Politica e partecipazione. "Fabbriche" di democrazia partecipativa
Non c’è dubbio che i mutamenti nella società e nelle istituzioni siano oggi così forti da imporre revisioni profonde di strumenti e di contenuti. La classe dirigente del Paese è sempre stata troppo impegnata alla conquista del consenso per poter riuscire ad accogliere i messaggi che provengono dalla base di una società in continuo mutamento. La politica si è fatta dunque più complessa e articolata di quanto non prevedessero i partiti. Esiste una società sommersa, sempre più numerosa e, all’interno di questa, un’ampia e variegata sinistra inquieta. In altri termini, è in atto una crisi di rappresentatività della società nel nostro sistema politico, che è l’altra faccia, ben al di là della gravissima questione morale, che è più sintomo che causa del crescente processo di delegittimazione istituzionale che viviamo in questi ultimi mesi.

*Materiale fornito*.
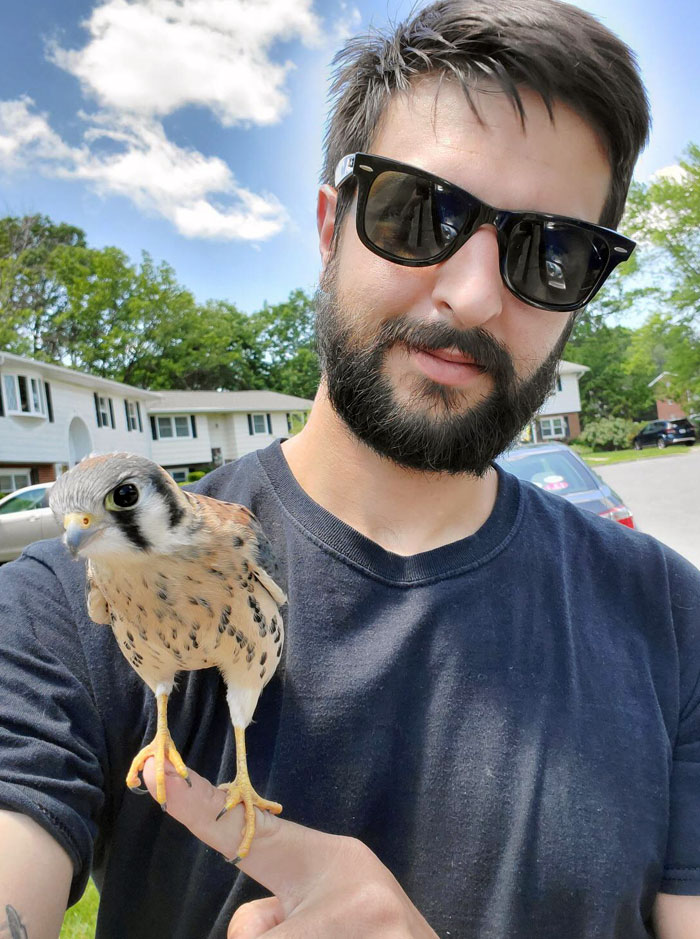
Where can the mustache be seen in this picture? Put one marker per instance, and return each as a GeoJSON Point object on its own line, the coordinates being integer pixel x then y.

*I tuoi compiti*.
**A)** Traduci in inglese questa frase del testo sulla democrazia partecipativa: "La politica si è fatta dunque più complessa e articolata di quanto non prevedessero i partiti."
**B)** Riprendi il testo sulla democrazia partecipativa dopo la sua ultima frase e proseguilo con qualche frase.

*Risposte ai compiti*.
**A)** Politics has therefore become more complex and multifaceted than the parties expected.

**B)**
Va premesso che questa crisi non solo del sistema dei partiti, ma anche della stessa forma partito, non può e non deve portare ad un indifferenziato rifiuto qualunquistico della funzione dei partiti. Occorre invece una più rigorosa analisi critica della sua involuzione e della degenerazione che si è manifestata in rapporto ai processi di secolarizzazione della società e di trasformazione sociale e culturale verificatisi dal ‘68 in poi. Parallelamente è necessaria una ridefinizione dei meccanismi di partecipazione e di rappresentanza politica. A tale proposito può essere interessante guardare alla diffusione sempre più contagiosa delle Fabbriche di Nichi, che sembrano proporre una prima risposta a questi problemi.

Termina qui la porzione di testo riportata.